● Job A
Print everything from "The graceful spans" down to "St. Mary Magdalene." in the Hallowe'en and All Souls passage, copied word for word.
● Job B
Name every musician, actor, or comedian mentioned in the Hallowe'en and All Souls passage.
● Job C
Write the next part of the Hallowe'en and All Souls passage, picking up after its final sentence.

● Given passage
====

The graceful spans of Wansford’s ancient bridge are the
backdrop for a horsey field. A notice tells me not to feed one of the
inhabitants: it’s been poorly, and recycled Macdonald’s won’t aid recovery. The
Nene Way to Yarwell is very squelchy: the water meadows have been doing what
water meadows are supposed to do. The Angel at Yarwell is festooned with
cobwebs (artificial!) spiders, skulls and all the usual Hallowe’en tat. Eleven
years ago when I visited friends in South Carolina, I was fascinated by the
prevalence of temporary graveyards in front gardens and witches’ hats by front doors as the first Obama election came to its climax. I haven’t seen any
make-believe cemeteries in Weston Favell yet, but I guess it won’t be too long. As a
reply, there’s a fine and tasteful display of pumpkins in the windows of the
little church of St. Mary Magdalene.
Every year I ponder whether the function of our solemn, annual remembrance of the departed is
replicated in the secular Hallowe’en. Are we all really dealing with our own
mortality? Maybe even the recent youthful fixation on ‘zombies’ (and I don’t
mean the fine Rod Argent/Colin Blunstone sixties’ band) is dealing with a fear
of losing one’s identity in e.g. dementia. In a few days’ time we’ll make
our Weston Favell All Souls’ commemoration, which always provokes such a mix of
emotions for me. As the names of deceased parishioners are read, their faces
come powerfully to mind, and it’s hard to believe they’re not still with us in
the pews week by week, dispensing kindness and faithfulness, being tiresome as
fellow-worshippers can sometimes be. And then there’s the terrifying thought
that one day my name will be among them, and that others will think of me in
much the same way. And somewhere in the mix is a ridiculous, funny memory of
Sir Michael Redgrave reading the ‘List of Huntingdonshire Cabmen’ on Spike
Milligan’s quirky, subversive, Q7 telly
programme of yesteryear. I always have to check that I’m not smirking
inappropriately!

====

● Record excerpts
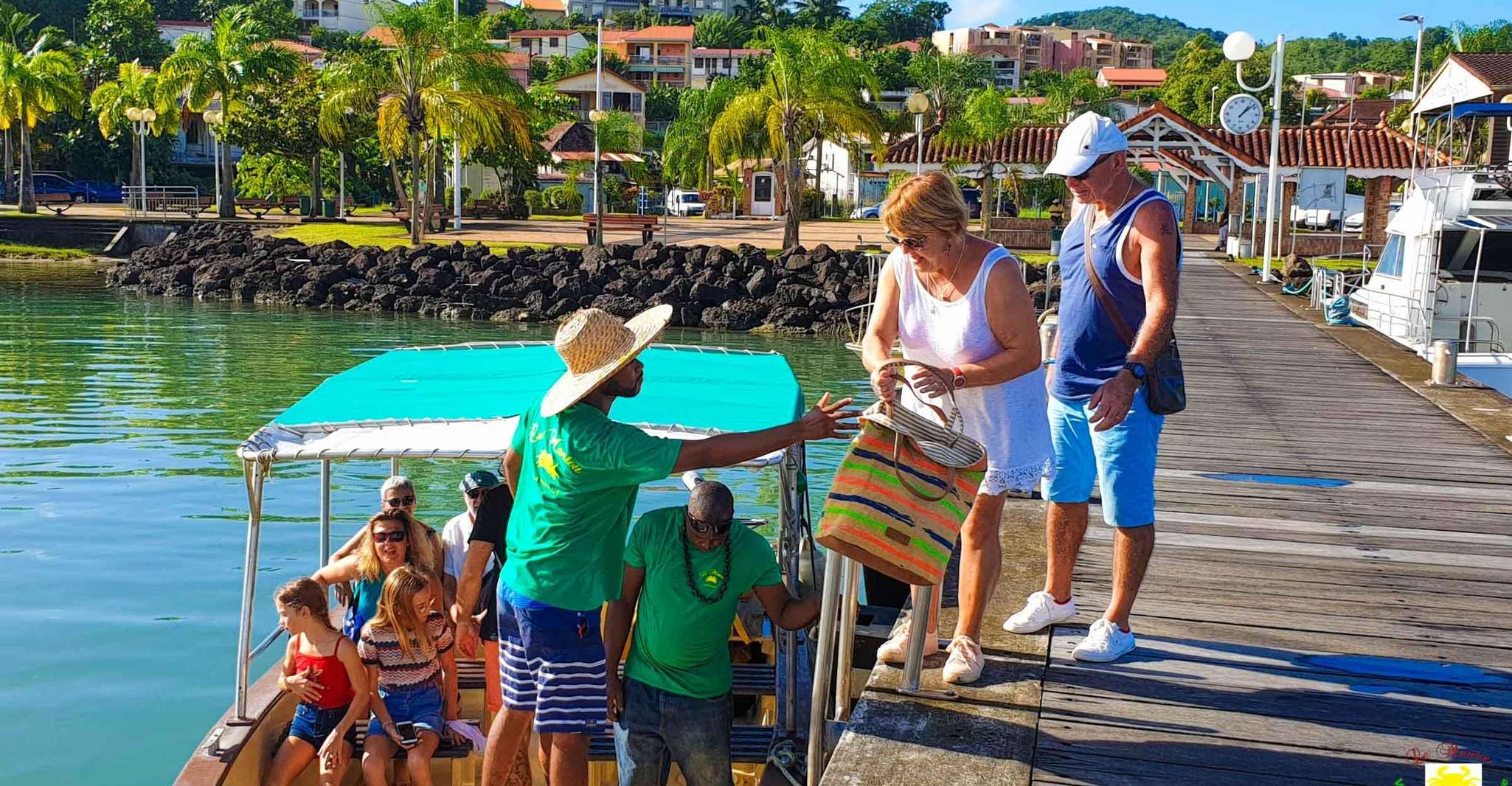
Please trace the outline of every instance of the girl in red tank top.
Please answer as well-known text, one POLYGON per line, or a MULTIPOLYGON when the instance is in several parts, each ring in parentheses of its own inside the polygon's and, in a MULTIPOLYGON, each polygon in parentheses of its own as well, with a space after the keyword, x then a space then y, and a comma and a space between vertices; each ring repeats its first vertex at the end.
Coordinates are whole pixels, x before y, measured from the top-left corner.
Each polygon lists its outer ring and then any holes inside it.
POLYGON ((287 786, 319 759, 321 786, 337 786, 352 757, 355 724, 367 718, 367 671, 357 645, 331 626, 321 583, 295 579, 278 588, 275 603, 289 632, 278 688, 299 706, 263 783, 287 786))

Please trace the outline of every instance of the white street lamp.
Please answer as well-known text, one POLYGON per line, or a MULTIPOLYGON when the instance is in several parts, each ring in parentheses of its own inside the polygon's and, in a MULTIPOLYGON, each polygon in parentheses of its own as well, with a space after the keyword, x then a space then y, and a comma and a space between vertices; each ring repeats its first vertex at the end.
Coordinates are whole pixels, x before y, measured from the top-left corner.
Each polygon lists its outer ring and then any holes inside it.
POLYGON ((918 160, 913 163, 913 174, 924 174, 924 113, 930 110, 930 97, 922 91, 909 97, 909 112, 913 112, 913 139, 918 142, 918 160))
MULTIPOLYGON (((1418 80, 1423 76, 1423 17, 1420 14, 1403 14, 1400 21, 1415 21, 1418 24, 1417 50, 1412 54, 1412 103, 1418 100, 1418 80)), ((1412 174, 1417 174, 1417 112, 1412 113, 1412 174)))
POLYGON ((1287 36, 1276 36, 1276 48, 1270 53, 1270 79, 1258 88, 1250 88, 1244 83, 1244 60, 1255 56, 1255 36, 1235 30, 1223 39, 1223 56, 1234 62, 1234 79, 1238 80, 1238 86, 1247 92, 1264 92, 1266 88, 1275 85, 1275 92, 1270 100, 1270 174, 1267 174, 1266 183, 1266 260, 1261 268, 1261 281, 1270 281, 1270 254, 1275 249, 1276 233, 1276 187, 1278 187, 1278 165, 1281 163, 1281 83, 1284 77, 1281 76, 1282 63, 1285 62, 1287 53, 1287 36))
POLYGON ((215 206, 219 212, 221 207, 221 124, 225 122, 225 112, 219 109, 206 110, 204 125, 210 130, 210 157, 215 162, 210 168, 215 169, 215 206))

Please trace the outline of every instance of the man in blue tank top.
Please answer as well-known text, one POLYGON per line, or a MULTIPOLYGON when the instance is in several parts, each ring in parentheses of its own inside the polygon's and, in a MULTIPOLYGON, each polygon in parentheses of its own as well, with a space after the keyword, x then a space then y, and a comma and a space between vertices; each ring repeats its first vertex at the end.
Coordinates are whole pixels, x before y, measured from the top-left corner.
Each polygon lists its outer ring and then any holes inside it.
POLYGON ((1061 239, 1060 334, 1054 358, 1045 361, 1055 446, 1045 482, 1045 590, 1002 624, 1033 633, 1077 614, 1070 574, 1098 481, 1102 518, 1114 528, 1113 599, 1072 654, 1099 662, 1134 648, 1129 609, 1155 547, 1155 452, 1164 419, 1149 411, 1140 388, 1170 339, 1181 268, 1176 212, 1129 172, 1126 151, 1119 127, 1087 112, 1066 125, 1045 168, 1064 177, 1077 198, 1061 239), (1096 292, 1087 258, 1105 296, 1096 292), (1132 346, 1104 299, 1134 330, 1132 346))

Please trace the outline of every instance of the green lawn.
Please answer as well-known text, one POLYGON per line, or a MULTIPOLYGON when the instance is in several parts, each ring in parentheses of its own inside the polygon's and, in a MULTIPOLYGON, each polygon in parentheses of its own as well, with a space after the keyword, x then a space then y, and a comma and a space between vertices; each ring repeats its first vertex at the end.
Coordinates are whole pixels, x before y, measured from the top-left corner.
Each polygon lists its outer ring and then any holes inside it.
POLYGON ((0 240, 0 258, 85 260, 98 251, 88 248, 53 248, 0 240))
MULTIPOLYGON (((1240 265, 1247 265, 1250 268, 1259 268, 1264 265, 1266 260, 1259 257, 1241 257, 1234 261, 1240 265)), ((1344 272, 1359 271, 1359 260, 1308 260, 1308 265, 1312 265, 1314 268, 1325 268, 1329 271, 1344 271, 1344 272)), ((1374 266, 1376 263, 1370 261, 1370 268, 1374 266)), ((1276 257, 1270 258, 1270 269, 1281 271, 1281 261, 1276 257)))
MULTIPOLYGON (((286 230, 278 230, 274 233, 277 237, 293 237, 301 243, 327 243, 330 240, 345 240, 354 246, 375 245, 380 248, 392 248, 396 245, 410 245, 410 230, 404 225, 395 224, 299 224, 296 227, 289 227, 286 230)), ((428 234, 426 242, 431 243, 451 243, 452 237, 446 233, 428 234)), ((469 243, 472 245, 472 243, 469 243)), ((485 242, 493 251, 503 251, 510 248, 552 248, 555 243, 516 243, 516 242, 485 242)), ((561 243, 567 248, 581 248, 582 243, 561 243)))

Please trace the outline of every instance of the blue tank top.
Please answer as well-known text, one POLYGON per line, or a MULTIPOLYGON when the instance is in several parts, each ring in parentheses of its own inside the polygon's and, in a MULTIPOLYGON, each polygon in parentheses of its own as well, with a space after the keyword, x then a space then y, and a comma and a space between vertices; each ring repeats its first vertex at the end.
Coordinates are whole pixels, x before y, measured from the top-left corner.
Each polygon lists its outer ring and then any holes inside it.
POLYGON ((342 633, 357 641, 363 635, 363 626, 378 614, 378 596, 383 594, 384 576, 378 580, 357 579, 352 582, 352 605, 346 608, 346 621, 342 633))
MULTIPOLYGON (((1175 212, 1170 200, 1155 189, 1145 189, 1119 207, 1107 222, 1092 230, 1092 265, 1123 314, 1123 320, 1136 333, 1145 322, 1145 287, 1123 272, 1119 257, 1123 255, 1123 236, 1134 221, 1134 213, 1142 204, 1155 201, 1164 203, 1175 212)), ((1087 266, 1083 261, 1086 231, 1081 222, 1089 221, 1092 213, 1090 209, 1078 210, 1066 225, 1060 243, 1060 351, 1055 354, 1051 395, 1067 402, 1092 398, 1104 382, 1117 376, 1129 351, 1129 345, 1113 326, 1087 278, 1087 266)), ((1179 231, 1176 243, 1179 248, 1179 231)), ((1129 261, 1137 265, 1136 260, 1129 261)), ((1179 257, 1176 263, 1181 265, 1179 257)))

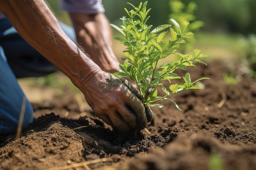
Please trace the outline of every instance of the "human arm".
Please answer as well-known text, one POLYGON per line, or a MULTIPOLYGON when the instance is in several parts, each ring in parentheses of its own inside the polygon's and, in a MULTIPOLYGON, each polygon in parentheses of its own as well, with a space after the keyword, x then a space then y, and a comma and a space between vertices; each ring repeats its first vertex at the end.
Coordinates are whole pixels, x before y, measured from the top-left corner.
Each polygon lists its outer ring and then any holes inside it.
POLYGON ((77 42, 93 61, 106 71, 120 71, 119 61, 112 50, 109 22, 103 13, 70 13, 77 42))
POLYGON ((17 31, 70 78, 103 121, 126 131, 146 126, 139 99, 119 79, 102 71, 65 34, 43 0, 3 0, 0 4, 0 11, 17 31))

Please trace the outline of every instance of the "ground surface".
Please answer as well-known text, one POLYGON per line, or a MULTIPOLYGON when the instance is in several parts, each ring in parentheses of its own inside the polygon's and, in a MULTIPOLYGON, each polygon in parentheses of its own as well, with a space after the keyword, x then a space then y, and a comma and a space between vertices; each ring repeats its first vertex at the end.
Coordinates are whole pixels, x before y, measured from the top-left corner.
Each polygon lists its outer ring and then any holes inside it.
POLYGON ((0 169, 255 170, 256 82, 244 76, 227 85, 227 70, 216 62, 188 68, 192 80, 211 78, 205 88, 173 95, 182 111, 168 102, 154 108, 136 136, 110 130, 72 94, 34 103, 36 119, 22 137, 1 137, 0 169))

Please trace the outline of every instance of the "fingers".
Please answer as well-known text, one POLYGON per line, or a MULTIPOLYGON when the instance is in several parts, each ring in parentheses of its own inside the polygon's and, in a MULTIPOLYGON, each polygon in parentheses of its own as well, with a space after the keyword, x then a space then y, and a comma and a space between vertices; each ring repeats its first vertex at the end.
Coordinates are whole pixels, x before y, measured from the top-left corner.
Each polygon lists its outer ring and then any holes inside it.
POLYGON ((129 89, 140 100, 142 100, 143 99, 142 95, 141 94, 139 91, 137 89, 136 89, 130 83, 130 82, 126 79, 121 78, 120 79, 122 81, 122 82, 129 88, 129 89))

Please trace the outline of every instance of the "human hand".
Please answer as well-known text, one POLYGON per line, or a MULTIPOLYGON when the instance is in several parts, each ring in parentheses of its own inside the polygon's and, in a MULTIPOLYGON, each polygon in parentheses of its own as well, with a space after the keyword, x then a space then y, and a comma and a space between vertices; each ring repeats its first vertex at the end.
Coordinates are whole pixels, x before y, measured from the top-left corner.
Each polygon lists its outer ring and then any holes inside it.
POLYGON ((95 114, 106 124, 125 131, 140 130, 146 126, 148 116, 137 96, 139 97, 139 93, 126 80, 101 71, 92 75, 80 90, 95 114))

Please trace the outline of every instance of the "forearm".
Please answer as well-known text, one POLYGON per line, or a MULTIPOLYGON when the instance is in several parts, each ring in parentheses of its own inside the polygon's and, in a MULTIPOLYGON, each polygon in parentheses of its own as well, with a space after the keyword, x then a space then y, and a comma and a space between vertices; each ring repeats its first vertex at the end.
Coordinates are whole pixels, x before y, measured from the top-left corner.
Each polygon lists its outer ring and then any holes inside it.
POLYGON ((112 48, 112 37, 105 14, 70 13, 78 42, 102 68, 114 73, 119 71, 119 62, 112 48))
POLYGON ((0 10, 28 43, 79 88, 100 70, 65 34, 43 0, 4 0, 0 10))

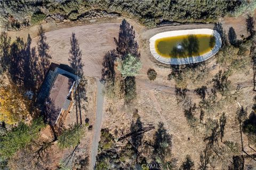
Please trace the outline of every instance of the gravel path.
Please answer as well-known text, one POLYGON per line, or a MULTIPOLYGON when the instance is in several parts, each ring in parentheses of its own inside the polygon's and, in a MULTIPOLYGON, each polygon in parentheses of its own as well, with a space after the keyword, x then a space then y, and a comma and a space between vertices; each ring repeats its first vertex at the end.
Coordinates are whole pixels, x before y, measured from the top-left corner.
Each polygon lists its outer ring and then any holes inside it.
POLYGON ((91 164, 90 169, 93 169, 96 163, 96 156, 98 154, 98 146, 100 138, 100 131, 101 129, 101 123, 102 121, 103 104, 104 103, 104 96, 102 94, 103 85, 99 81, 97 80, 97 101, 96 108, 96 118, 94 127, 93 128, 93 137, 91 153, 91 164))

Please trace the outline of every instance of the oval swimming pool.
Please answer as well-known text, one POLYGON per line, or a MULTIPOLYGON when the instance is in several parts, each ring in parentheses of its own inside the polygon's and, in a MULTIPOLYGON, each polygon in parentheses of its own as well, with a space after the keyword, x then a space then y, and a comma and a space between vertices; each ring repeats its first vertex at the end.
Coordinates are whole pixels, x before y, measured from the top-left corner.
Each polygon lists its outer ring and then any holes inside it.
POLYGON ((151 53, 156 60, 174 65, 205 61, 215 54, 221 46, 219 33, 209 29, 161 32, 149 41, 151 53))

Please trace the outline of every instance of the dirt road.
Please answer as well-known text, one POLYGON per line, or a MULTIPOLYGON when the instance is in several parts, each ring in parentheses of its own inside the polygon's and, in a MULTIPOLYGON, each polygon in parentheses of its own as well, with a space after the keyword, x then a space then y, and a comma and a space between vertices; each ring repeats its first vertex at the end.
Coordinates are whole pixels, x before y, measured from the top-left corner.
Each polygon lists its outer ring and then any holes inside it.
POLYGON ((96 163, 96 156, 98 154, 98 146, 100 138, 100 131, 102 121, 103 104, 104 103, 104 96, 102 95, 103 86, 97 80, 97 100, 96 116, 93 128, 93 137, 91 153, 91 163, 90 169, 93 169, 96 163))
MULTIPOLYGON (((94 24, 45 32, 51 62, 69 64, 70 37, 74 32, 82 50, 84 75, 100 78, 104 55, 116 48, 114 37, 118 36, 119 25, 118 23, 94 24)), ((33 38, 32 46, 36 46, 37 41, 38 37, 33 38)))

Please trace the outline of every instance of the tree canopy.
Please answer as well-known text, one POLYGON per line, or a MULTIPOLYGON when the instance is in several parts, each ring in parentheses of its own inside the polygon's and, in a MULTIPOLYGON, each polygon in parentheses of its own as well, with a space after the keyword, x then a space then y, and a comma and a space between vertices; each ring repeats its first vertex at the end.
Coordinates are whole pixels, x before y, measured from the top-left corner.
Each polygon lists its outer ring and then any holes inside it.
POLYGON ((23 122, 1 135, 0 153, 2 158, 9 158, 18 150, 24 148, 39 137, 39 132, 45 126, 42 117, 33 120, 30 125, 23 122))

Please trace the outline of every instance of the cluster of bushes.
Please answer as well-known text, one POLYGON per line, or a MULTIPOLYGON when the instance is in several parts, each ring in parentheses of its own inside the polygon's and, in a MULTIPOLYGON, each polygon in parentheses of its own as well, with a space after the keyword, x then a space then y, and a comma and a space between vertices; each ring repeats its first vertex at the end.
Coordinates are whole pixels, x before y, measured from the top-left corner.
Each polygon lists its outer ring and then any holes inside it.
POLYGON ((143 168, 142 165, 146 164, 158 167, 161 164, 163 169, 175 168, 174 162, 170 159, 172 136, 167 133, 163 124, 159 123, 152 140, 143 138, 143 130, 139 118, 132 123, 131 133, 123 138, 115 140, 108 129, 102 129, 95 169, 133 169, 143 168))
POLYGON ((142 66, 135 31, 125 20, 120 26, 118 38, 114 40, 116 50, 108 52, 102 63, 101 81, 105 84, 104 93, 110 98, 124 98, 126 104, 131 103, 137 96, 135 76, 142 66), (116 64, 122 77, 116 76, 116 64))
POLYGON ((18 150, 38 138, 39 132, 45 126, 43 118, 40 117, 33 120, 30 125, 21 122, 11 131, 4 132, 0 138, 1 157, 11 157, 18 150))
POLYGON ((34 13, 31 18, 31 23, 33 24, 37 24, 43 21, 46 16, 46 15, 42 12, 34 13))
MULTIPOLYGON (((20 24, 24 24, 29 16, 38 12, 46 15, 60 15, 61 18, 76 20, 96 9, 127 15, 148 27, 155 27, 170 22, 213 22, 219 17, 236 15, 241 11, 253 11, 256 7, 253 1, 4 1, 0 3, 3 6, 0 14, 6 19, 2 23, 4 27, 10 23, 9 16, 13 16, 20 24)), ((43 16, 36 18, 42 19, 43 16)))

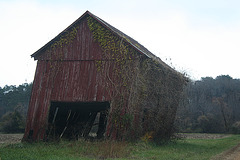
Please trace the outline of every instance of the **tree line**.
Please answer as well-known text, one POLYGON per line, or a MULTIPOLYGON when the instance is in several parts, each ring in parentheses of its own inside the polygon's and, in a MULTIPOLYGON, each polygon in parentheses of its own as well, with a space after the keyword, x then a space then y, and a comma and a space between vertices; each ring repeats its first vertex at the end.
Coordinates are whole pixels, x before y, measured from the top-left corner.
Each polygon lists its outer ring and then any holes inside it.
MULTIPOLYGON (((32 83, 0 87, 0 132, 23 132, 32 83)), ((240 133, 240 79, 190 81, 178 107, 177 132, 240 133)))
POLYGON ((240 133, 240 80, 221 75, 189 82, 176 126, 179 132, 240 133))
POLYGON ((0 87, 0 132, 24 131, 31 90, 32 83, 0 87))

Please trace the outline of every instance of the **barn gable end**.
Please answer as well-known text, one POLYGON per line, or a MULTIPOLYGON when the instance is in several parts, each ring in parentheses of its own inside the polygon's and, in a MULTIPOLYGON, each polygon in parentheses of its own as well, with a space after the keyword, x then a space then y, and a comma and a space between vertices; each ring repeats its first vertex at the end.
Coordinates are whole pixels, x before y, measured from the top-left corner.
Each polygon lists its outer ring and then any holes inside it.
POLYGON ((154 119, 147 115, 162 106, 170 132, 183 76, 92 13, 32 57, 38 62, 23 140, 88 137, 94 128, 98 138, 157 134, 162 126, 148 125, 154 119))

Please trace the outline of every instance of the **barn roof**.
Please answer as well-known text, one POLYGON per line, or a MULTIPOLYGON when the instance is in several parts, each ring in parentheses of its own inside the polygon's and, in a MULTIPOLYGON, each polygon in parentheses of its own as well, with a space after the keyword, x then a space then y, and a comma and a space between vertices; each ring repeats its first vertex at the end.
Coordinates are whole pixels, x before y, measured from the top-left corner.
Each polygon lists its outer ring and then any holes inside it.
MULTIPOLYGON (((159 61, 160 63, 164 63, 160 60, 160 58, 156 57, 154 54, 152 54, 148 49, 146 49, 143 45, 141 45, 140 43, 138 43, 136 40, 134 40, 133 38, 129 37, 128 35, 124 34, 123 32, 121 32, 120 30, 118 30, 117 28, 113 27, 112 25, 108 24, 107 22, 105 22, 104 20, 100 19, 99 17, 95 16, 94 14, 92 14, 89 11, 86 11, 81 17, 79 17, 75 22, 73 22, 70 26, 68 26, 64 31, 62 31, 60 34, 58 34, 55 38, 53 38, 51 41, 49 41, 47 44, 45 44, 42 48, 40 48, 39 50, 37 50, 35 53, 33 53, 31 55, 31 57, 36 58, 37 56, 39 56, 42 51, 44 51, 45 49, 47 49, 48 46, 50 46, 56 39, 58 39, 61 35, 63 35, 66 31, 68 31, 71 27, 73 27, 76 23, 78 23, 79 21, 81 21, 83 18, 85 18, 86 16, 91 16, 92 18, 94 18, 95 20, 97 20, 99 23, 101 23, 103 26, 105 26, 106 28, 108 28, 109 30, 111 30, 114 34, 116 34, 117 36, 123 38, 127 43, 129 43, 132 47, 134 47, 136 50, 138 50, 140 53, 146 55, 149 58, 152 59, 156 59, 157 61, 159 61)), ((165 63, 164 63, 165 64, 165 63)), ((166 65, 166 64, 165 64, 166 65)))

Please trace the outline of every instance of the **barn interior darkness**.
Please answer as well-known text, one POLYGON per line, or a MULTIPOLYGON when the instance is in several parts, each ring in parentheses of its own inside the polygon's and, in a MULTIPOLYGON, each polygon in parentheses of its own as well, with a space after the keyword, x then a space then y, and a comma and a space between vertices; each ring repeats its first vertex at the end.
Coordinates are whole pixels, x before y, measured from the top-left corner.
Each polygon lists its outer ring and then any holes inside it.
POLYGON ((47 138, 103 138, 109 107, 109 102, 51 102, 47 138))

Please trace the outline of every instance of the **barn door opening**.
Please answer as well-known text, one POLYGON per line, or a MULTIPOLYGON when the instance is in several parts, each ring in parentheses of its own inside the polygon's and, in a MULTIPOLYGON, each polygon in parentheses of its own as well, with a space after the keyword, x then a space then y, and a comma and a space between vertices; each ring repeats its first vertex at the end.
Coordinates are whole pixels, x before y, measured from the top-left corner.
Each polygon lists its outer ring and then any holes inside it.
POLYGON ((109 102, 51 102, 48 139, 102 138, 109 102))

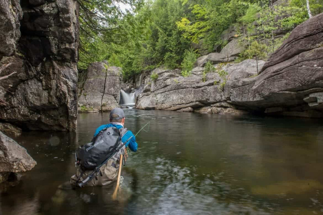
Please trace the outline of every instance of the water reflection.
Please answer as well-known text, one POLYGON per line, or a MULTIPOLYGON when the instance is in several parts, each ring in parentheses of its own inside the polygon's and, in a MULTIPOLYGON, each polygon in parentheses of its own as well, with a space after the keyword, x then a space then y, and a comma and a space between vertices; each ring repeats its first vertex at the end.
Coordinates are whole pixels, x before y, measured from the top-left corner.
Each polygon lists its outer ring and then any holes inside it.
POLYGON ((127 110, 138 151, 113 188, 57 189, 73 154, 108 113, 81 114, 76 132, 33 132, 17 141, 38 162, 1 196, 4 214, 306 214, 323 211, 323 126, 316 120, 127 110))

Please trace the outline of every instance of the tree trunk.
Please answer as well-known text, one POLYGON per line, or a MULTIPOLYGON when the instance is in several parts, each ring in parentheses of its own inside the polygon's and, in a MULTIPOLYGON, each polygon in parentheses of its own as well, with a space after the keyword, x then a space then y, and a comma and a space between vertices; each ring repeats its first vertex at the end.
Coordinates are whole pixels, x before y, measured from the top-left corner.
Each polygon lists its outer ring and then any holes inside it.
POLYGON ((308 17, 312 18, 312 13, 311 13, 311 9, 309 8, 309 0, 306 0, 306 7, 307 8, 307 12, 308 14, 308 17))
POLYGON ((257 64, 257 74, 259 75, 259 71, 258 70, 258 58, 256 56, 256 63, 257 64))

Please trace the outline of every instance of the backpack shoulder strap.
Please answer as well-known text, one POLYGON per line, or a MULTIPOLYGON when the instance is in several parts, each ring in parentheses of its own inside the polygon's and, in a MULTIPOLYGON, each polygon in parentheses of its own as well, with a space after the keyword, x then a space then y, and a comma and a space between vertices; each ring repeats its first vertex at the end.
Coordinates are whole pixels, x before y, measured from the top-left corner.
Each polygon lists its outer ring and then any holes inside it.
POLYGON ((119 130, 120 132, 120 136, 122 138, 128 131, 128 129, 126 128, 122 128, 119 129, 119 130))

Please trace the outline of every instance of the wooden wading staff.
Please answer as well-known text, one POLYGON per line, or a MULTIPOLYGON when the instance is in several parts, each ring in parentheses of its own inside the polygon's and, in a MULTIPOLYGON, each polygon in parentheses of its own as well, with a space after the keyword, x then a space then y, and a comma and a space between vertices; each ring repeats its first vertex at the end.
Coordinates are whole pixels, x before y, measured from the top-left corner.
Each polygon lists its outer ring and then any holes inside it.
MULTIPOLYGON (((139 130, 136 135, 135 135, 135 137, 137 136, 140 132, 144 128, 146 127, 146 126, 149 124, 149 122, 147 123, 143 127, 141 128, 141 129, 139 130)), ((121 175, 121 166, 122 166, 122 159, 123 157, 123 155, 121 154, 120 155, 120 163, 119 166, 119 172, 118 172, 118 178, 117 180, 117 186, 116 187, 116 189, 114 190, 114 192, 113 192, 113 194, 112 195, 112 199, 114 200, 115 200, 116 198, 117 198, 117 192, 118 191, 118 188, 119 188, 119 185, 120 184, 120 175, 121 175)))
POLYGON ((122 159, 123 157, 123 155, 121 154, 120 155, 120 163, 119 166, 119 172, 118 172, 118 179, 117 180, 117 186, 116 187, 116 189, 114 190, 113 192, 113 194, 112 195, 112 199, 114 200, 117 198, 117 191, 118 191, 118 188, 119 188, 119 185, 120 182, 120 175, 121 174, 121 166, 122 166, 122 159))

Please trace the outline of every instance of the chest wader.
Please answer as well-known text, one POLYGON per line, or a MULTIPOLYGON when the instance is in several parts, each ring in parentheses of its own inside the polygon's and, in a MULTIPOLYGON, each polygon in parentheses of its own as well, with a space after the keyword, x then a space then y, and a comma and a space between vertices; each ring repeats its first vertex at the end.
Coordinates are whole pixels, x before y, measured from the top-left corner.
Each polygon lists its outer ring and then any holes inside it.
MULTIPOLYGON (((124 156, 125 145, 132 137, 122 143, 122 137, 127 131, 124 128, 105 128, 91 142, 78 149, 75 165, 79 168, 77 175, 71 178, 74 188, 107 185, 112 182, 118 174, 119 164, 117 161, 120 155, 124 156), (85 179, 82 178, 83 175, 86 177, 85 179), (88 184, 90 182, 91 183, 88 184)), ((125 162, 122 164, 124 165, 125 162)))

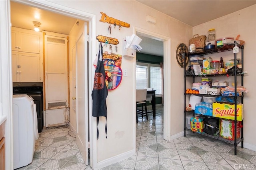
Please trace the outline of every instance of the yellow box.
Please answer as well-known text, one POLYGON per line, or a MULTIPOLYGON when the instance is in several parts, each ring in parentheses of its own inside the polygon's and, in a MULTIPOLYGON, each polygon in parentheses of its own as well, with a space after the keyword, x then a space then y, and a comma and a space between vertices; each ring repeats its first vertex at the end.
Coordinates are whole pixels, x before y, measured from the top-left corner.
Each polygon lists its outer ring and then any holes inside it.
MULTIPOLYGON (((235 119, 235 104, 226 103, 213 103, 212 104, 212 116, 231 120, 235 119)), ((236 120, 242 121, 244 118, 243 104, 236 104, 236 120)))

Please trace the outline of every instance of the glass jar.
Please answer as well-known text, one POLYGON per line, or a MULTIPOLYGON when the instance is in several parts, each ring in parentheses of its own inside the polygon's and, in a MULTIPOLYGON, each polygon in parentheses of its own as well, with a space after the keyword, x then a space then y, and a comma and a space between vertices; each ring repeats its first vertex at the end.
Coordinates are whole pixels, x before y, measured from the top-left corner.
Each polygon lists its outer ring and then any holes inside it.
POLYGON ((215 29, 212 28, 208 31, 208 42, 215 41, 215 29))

====

● Final answer A
The graceful spans of Wansford’s ancient bridge are the
backdrop for a horsey field. A notice tells me not to feed one of the
inhabitants: it’s been poorly, and recycled Macdonald’s won’t aid recovery. The
Nene Way to Yarwell is very squelchy: the water meadows have been doing what
water meadows are supposed to do. The Angel at Yarwell is festooned with
cobwebs (artificial!) spiders, skulls and all the usual Hallowe’en tat. Eleven
years ago when I visited friends in South Carolina, I was fascinated by the
prevalence of temporary graveyards in front gardens and witches’ hats by front doors as the first Obama election came to its climax. I haven’t seen any
make-believe cemeteries in Weston Favell yet, but I guess it won’t be too long. As a
reply, there’s a fine and tasteful display of pumpkins in the windows of the
little church of St. Mary Magdalene.

● Final answer B
Rod Argent, Colin Blunstone, Sir Michael Redgrave, Spike Milligan

● Final answer C
Nassington isn’t far along a muddy by-way, where a
mum’s dutifully allowing her two tinies to splash and dirty their trousers in
the ruts and puddles. As I get to St. Mary’s (the Virgin this time), the air’s filled
with the sounds of a thousand starlings perching on the knobbly bits of the
spire (there’ll be a technical term, but I don’t know it). Though Cromwell’s
men scraped most of the walls clean, ghosts of some of the paintings remain,
disappearing into time’s distance like the image of Jesus on the Turin Shroud.
In the north aisle stands the bottom half of a Saxon cross, astonishing to
contemplate, a link across a thousand years of time to people who thought (so
we believe) more or less as we do about faith and mortality, inducing shivers of
wonder, making Nassington in Tom Wright’s words ‘a thin place’.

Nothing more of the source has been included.